## Task instructions:
Take the material below and write it all out again exactly.

━━━━━ Entries shown

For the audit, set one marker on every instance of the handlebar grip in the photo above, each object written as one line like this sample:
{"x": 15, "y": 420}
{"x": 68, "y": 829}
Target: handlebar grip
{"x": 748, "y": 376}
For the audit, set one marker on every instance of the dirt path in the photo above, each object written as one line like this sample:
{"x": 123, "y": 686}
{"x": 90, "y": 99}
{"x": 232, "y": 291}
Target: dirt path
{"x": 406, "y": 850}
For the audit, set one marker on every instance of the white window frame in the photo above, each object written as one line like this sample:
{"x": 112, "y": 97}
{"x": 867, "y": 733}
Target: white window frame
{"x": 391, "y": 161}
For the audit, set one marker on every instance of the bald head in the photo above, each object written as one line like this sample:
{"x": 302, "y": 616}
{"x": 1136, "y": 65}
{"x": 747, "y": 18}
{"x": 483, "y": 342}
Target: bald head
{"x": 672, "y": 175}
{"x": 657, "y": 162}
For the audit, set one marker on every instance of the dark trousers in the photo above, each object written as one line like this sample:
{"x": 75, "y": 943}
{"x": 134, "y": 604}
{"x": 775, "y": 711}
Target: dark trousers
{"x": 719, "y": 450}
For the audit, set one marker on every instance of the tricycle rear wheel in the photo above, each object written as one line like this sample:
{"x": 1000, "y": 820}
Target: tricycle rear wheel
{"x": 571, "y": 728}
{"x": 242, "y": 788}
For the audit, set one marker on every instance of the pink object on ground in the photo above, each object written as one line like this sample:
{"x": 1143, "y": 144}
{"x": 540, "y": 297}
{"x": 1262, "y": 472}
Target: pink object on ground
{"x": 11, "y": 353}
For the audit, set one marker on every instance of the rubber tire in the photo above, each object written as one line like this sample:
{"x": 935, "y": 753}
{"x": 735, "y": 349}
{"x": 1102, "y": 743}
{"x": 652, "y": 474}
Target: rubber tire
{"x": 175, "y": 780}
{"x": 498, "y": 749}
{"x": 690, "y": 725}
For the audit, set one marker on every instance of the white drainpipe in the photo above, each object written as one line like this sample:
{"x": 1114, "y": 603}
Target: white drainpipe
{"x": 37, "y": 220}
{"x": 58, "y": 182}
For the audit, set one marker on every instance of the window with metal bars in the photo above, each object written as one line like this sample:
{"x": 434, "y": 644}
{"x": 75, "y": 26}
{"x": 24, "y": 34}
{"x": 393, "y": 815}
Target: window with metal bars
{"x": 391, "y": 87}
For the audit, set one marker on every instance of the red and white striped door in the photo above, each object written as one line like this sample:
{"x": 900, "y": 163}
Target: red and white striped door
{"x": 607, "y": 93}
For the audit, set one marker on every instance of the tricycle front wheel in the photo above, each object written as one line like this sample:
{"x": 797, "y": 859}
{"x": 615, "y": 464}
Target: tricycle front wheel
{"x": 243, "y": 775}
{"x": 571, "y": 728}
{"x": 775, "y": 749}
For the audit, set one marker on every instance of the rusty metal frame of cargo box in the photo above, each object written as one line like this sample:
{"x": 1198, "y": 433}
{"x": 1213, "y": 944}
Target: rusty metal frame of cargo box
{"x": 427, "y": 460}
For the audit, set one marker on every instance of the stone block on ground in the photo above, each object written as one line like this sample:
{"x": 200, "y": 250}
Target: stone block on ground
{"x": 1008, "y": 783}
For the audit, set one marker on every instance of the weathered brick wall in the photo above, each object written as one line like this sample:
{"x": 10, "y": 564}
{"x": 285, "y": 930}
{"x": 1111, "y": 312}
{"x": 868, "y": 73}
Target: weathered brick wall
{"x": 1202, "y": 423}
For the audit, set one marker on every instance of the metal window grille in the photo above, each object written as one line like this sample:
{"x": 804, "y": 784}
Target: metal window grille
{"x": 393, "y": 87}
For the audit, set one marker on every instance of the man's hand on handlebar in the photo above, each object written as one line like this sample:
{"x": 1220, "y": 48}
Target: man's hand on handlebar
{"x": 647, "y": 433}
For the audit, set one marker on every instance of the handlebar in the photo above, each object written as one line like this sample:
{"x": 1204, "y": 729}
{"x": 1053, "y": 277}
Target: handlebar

━━━━━━━━━━

## Written reply:
For the audit, set one marker on every instance of the handlebar grip in the photo above, each object written as one line like this sample:
{"x": 15, "y": 420}
{"x": 68, "y": 829}
Target: handlebar grip
{"x": 748, "y": 376}
For the audit, set one marker on every instance of the dirt path in the photo above, each object written as one line like this sample:
{"x": 123, "y": 686}
{"x": 90, "y": 99}
{"x": 232, "y": 291}
Target: dirt path
{"x": 406, "y": 850}
For the audit, set one marker on every instance of the white window frame in the photo above, each object written as one line like this sample:
{"x": 112, "y": 97}
{"x": 867, "y": 733}
Target: white window frame
{"x": 391, "y": 161}
For the audit, set one marker on every instance of the bald head in the photo above, each object written as one line like this sample:
{"x": 302, "y": 616}
{"x": 1136, "y": 65}
{"x": 747, "y": 18}
{"x": 483, "y": 342}
Target: bald head
{"x": 672, "y": 175}
{"x": 657, "y": 162}
For the audit, set one marker on every instance of the dark trousers in the photo above, each object written as one line like this sample:
{"x": 75, "y": 943}
{"x": 134, "y": 604}
{"x": 775, "y": 711}
Target: dark trousers
{"x": 719, "y": 450}
For the audit, set one marker on every instance of the tricycle rear wheel in the photo above, each object written as one line like this sample:
{"x": 1000, "y": 820}
Target: tricycle rear wheel
{"x": 571, "y": 728}
{"x": 242, "y": 788}
For the audit, set one marker on every instance of the pink object on ground in the photo above, each object written as one line like this sample:
{"x": 1143, "y": 144}
{"x": 540, "y": 297}
{"x": 1262, "y": 472}
Target: pink object on ground
{"x": 11, "y": 353}
For the audit, set one marker on every instance of the rubber tire in the photo above, each object written as one line like this sample:
{"x": 935, "y": 753}
{"x": 735, "y": 349}
{"x": 1102, "y": 743}
{"x": 652, "y": 474}
Target: rubber tire
{"x": 175, "y": 780}
{"x": 498, "y": 749}
{"x": 690, "y": 725}
For the audit, set one marker on every instance of the white drainpipe in the photo above, each object written as one line like this sample:
{"x": 1114, "y": 603}
Target: white drainpipe
{"x": 37, "y": 220}
{"x": 58, "y": 182}
For the audit, set one marker on every instance of the window with metal bars in the photo above, each object written as one line like this sample:
{"x": 434, "y": 644}
{"x": 75, "y": 26}
{"x": 24, "y": 34}
{"x": 393, "y": 815}
Target: window with metal bars
{"x": 391, "y": 87}
For the audit, set one marker on every instance of the red and white striped door in the photo above, each object written as one line like this sample:
{"x": 900, "y": 163}
Target: red and white striped door
{"x": 607, "y": 93}
For the audit, set one marker on every instance of the tricycle front wheel in the photo above, each object written as one line like this sample:
{"x": 797, "y": 859}
{"x": 615, "y": 464}
Target: tricycle front wheel
{"x": 243, "y": 775}
{"x": 571, "y": 728}
{"x": 775, "y": 749}
For the audit, set one marker on every instance of the rusty metal frame of cargo box in the photo above, each object written as one line like this sample:
{"x": 1198, "y": 433}
{"x": 1213, "y": 944}
Target: rusty metal frame of cargo box
{"x": 427, "y": 460}
For the audit, set one marker on every instance of the stone block on ground in the photo above, each object written as one line like this sample:
{"x": 200, "y": 250}
Target: stone block on ground
{"x": 1008, "y": 783}
For the audit, set one marker on every instance of the weathered brick wall in the photo above, each object written as one line like this sample:
{"x": 10, "y": 564}
{"x": 285, "y": 930}
{"x": 1111, "y": 312}
{"x": 868, "y": 73}
Target: weathered brick wall
{"x": 1202, "y": 423}
For the audit, set one marker on every instance of the metal window grille in the photo above, each object written as one line like this sample:
{"x": 804, "y": 784}
Target: metal window grille
{"x": 393, "y": 87}
For the audit, set one marker on every instance of the man's hand on handlebar in the photo above, each object written as one line like this sample:
{"x": 1220, "y": 48}
Target: man's hand on handlebar
{"x": 647, "y": 433}
For the audit, set one marker on every instance of the handlebar in the photo above, each object written as one line like this sample:
{"x": 1204, "y": 729}
{"x": 1053, "y": 277}
Target: handlebar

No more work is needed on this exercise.